## [DO THIS]
Scale the material below by reproducing every line, requests included, with each point coordinate in the answers multiplied by 2.35 and rounded to a whole number (halves round up), while the requests and their format samples keep their original numbers. Leave the pictures out.

## [DATA ROWS]
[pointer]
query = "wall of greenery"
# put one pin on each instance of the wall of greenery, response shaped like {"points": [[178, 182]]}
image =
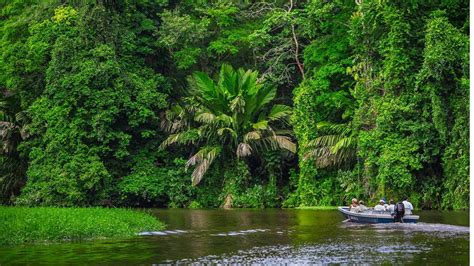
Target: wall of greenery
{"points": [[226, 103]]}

## [WRITTEN RESPONSE]
[pointer]
query = "wall of greenery"
# put one pin on each instance of the wall of greenery, response shaped like {"points": [[178, 182]]}
image =
Target: wall of greenery
{"points": [[531, 242]]}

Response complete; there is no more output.